Les Echos n° 18.009 du Mercredi 20 octobre 1999,
p. 71
SUPPLÉMENT INDUSTRIE
INTERVIEW
Pascale Sourisse (*) : «Le satellite ne sera pas le
concurrent des réseaux terrestres»
Dans une interview aux « Echos », la
présidente du projet SkyBridge définit
l'objectif de ce système basé sur une
constellation de satellites en orbite basse : offrir de
nouveaux services à de nouveaux clients et se
positionner sur la fonction de raccordement à
l'utilisateur final, un peu comme un « ADSL dans le
ciel ».
PROPOS RECUEILLIS
PAR RÉGIS MARTI
Les récentes
difficultés de certains opérateurs de
systèmes satellitaires n'ont pas été
sans provoquer des inquiétudes de la part des
investisseurs, qui ne font pas toujours la
différence entre les spécificités des
différents projets. Comment SkyBridge a-t-il ressenti
ce problème ?

----

_Travail demandé_:
• 1. Recopiez le passage de l'interview sur SkyBridge qui commence par « PROPOS RECUEILLIS » et se poursuit jusqu'à « ce problème ? ».
• 2. Traduisez en anglais cette phrase de l'interview sur SkyBridge : « Comment SkyBridge a-t-il ressenti ce problème ? »

(Exemples de détection)
----

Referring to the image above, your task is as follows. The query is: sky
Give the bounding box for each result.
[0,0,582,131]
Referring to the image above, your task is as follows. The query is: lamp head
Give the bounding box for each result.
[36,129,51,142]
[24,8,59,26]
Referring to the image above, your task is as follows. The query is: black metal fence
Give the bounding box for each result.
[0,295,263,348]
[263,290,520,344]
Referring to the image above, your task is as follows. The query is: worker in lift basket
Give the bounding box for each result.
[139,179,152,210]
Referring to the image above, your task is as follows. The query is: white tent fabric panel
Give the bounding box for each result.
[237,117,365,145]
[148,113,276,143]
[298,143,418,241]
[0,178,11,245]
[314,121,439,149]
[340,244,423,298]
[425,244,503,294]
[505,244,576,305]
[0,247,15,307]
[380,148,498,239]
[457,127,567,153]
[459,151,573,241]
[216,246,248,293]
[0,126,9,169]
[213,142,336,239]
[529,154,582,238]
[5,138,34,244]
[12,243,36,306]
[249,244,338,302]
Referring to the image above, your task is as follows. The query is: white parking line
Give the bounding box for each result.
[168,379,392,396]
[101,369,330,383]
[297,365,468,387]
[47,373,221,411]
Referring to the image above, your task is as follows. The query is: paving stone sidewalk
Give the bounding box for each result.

----

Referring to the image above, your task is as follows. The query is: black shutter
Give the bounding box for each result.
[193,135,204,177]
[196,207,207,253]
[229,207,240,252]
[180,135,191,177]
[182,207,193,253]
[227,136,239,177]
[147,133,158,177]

----

_Réponses par consigne_:
• 1.
PROPOS RECUEILLIS
PAR RÉGIS MARTI
Les récentes
difficultés de certains opérateurs de
systèmes satellitaires n'ont pas été
sans provoquer des inquiétudes de la part des
investisseurs, qui ne font pas toujours la
différence entre les spécificités des
différents projets. Comment SkyBridge a-t-il ressenti
ce problème ?

• 2. How did SkyBridge experience this problem?